You dug in your heels. You said that all lives matter. You called out White and Blue ones.

We tried to tell you that White lives and Blue lives have never not mattered and so this reply was unnecessary; that given the grievous injustices people of color have historically faced in this country, this was particularly destructive and particularly painful coming from you; the adding of insult to terrible injury.

You were fully entrenched in your fortified “all-lives” position.

Eventually we reached an impasse in the disagreement, and though I was skeptical, I walked away holding out the faintest of hopes that equity really was the desire of your heart, that every person did have the same inherent worth in your eyes—that all lives really did matter to you.

Ever since then, I’ve been watching you.

I’ve witnessed your steadfast refusal to wear a mask, despite the precipitous rise in sickness and death.

I’ve watched you unrepentantly going about your life without the slightest alterations that would protect your family and friends and neighbors and strangers from hardship.

I’ve seen you passive-aggressively posting Right Wing news articles with nonsensical pandemic conspiracy theories, captioning with a snarky, “just going to leave this here.”

I’ve watched you celebrating legislation allowing the LGBTQ community to be discriminated against—and lamenting Supreme Court rulings striking it down.

^^^^^^^^^^^^^^^^

QUESTIONS —
1. Render the sentence "Ever since then, I’ve been watching you." from the "all lives" passage into Spanish.
2. From the "all lives" passage, reproduce word for word the stretch that opens with the words containing "Ever since then, I’ve" and closes with "strangers from hardship.".

^^^^^^^^^^^^^^^^

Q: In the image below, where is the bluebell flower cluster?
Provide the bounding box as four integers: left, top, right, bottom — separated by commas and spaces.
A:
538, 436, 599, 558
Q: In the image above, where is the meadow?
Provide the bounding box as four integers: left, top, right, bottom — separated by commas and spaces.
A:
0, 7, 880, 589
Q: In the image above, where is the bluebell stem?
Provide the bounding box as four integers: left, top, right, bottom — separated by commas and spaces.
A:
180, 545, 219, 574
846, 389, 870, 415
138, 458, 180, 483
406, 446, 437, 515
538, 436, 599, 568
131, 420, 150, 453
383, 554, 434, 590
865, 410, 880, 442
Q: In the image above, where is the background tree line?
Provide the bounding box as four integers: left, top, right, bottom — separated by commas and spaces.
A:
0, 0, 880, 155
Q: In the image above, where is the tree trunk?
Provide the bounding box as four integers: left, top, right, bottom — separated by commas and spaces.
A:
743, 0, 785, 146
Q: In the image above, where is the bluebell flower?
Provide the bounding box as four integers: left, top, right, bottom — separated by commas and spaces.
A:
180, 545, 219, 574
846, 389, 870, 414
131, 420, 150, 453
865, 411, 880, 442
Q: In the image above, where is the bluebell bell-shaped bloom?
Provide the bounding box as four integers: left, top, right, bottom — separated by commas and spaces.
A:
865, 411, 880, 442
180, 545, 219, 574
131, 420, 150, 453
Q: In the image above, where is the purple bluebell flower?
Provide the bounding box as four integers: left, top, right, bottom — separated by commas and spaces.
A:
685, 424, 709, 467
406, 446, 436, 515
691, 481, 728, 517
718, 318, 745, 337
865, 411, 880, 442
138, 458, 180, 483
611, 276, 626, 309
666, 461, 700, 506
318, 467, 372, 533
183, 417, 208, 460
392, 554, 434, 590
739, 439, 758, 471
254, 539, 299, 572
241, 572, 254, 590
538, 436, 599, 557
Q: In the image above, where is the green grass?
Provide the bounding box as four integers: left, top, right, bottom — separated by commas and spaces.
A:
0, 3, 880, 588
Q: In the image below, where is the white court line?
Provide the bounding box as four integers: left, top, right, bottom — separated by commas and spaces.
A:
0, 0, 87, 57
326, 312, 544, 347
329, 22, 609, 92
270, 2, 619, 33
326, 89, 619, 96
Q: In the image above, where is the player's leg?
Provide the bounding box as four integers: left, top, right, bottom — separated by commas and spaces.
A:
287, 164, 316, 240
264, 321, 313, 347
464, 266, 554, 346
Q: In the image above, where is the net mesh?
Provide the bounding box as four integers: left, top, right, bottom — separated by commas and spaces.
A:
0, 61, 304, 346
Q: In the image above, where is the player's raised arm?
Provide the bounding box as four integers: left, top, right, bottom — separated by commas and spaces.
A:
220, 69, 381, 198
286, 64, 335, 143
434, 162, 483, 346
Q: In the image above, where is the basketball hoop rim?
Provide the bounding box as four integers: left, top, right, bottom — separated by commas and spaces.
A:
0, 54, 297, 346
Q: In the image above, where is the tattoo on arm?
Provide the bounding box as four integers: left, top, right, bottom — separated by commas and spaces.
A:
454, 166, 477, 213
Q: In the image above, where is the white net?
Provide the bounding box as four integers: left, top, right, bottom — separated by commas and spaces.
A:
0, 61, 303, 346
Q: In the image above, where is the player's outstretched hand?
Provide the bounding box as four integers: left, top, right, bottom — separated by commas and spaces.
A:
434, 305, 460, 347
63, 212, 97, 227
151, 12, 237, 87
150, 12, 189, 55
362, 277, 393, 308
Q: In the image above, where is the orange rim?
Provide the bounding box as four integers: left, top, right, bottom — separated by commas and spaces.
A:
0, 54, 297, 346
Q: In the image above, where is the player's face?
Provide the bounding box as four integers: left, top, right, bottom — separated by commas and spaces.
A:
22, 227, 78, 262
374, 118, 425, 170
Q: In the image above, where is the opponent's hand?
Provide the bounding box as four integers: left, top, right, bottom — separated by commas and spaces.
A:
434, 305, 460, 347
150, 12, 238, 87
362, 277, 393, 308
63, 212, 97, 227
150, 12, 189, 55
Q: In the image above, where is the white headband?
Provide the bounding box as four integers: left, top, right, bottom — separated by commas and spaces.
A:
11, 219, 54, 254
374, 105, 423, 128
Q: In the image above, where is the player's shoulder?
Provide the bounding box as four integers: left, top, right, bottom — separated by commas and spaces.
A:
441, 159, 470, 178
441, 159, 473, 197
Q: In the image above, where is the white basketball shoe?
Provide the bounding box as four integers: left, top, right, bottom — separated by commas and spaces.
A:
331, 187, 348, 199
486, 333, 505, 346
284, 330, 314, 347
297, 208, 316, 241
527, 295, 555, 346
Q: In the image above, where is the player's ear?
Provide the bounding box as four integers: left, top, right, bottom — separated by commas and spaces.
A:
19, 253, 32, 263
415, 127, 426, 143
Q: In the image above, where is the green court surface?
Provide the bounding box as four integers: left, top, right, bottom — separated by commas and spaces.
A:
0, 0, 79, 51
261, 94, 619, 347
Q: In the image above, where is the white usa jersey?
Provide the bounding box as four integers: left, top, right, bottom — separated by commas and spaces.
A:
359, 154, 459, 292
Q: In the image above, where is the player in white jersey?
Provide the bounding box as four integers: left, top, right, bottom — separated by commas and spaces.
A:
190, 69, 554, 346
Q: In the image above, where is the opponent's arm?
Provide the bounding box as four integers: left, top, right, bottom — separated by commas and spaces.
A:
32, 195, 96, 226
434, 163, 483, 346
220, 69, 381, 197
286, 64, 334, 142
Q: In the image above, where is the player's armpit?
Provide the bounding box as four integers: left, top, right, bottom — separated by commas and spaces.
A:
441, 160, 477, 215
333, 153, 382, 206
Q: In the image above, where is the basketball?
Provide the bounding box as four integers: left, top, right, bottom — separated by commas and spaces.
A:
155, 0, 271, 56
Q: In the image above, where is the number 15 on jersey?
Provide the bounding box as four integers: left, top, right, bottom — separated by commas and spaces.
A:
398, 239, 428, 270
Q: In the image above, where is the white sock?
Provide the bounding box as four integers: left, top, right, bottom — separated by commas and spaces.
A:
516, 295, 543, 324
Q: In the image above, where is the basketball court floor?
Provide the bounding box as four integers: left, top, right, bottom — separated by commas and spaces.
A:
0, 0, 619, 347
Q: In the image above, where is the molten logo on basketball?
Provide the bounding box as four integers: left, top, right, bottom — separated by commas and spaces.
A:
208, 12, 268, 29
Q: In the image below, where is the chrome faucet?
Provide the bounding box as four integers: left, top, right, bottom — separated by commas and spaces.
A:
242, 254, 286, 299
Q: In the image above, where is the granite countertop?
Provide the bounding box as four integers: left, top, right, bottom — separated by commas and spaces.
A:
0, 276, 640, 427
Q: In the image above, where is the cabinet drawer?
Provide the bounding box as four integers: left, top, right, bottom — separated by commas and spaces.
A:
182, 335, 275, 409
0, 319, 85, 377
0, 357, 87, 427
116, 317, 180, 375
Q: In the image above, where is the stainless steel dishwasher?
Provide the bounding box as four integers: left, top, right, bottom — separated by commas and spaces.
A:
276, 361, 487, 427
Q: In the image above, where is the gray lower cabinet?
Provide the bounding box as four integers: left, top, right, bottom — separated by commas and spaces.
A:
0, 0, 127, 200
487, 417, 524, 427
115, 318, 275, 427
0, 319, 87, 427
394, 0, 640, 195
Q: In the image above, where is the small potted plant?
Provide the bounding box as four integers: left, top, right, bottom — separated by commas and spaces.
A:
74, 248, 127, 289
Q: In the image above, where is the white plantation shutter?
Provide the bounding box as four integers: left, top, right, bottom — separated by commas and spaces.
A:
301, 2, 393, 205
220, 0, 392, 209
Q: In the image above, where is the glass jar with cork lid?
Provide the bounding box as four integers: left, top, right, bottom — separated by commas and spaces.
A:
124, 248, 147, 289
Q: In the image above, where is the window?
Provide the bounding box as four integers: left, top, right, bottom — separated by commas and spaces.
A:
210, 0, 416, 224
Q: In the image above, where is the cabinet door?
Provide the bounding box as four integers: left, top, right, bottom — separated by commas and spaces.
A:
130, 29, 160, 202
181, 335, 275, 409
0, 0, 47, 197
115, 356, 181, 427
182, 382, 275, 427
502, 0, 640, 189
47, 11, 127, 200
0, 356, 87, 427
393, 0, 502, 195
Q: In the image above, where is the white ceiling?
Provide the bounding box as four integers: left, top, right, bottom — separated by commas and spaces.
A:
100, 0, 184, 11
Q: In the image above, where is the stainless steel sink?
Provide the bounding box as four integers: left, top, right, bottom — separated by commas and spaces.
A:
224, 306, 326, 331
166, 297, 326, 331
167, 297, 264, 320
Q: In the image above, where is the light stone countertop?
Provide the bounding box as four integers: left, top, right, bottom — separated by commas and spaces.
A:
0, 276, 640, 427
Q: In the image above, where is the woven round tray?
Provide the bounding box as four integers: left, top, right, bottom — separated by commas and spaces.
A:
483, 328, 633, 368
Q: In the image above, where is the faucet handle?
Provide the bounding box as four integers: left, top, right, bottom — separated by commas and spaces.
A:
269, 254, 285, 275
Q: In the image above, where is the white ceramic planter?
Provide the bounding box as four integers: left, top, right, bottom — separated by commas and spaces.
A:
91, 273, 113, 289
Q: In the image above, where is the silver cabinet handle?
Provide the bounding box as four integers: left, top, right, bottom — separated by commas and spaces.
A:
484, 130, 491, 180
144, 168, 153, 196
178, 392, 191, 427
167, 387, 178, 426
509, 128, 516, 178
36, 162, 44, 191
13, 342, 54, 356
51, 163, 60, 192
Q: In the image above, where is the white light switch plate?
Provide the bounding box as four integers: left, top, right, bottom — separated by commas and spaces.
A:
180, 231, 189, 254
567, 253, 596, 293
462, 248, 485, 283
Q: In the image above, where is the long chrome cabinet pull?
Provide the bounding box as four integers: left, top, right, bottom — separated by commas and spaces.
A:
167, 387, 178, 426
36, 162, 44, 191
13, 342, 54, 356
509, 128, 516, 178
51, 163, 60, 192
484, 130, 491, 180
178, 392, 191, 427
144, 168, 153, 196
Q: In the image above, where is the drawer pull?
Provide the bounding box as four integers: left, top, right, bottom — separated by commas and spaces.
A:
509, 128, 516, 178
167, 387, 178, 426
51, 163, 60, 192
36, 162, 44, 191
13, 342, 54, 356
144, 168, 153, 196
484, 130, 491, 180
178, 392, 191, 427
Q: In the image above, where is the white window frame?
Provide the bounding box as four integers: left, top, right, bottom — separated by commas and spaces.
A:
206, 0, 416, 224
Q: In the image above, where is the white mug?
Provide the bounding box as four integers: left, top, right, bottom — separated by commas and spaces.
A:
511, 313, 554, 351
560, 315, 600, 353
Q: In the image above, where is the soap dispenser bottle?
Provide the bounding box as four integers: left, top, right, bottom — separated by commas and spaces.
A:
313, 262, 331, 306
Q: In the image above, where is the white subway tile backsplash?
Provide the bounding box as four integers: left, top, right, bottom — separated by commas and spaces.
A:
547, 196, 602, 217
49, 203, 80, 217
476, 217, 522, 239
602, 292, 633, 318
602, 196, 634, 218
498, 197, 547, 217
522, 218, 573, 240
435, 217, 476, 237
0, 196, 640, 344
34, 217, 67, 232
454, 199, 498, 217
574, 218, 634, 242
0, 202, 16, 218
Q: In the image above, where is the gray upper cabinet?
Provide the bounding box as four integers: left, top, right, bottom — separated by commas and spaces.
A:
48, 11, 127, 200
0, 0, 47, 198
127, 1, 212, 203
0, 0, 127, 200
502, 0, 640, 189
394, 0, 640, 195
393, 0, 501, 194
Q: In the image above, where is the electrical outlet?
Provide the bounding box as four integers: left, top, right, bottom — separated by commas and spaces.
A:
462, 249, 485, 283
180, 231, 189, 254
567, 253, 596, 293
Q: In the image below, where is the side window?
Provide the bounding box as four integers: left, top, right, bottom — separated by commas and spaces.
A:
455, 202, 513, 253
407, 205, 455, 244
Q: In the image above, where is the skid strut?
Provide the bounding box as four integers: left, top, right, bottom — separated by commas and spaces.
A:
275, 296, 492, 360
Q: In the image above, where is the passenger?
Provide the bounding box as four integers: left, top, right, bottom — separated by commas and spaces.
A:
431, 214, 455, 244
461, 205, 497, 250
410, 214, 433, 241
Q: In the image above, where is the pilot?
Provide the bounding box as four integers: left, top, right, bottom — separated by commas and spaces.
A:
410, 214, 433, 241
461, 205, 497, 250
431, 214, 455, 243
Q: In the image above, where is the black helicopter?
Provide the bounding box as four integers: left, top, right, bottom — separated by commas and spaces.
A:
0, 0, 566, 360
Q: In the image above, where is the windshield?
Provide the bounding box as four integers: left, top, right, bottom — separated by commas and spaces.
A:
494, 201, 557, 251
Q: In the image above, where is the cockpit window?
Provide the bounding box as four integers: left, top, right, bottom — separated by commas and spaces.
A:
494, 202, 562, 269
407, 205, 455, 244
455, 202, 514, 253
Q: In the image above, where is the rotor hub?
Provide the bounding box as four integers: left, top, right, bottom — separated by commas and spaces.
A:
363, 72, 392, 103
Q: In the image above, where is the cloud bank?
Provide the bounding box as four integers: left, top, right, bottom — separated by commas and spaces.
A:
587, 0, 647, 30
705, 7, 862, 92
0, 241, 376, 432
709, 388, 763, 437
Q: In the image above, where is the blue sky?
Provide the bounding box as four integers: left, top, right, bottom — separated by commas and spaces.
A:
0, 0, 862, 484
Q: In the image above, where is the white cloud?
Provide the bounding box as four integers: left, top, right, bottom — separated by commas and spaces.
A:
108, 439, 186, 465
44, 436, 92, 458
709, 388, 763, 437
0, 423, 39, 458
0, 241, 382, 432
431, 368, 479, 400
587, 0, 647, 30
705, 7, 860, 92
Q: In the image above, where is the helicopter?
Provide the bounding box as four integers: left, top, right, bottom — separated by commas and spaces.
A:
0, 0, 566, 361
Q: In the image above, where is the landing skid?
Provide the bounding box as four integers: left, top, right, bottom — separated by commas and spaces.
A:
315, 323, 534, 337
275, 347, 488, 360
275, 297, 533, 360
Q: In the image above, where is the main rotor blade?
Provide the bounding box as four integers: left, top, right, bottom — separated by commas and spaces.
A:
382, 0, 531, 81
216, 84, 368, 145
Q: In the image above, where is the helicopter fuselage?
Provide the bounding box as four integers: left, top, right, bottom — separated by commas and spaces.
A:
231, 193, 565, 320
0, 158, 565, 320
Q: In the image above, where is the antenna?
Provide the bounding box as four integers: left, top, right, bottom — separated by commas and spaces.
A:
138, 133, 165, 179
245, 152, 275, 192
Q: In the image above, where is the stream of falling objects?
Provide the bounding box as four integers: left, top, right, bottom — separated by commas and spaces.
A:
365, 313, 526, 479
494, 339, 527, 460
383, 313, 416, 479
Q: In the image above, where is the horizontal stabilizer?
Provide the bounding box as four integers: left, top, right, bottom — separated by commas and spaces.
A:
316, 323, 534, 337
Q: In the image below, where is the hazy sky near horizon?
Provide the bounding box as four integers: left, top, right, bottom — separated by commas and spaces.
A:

^^^^^^^^^^^^^^^^

ANSWERS PER TASK —
1. Desde entonces, te he estado observando.

2.
Ever since then, I’ve been watching you.

I’ve witnessed your steadfast refusal to wear a mask, despite the precipitous rise in sickness and death.

I’ve watched you unrepentantly going about your life without the slightest alterations that would protect your family and friends and neighbors and strangers from hardship.